Aim A => Please count how many lines of the entries below contain the string "cable", and give only that number.

start Reading passage

Richmond, Virginia is the ultimate recycling of the human experience. It is like an urban trompe l’oeil in which places where atrocities had been committed upon enslaved people have been transformed in the most charming ways by the passage of time, gentrification, and repurposing. Lacy iron work, sturdy brick row houses, even ancient greenery and trees, seemed to beckon me, a black woman born in Cincinnati, Ohio, to sit a spell and admire them in this place that represents the starkest oppositions in my ancestral past.

That I was even in Richmond in October 2006 was the end result of a set of events that would have been improbable 15, 10 or even five years before. These events and discoveries had both confirmed my suppositions about Americans and race and stretched them to the limits of credibility.

A trip to Richmond, Virginia, feminist analysis

Henry A. Wise (Source: Wikipedia)

end Reading passage
start Provided records

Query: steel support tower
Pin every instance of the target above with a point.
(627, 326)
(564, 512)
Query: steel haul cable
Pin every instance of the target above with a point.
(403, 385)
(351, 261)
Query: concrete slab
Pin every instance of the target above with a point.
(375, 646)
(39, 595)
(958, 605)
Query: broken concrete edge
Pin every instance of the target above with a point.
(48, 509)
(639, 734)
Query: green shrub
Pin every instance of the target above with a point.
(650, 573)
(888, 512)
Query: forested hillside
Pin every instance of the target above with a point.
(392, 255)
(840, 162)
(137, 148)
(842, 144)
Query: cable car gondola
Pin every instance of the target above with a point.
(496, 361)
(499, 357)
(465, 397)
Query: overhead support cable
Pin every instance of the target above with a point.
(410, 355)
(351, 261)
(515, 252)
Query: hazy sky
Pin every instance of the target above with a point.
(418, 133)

end Provided records

Aim B => According to the Richmond passage, where was the writer born?

Exercise result A => 3

Exercise result B => Cincinnati, Ohio.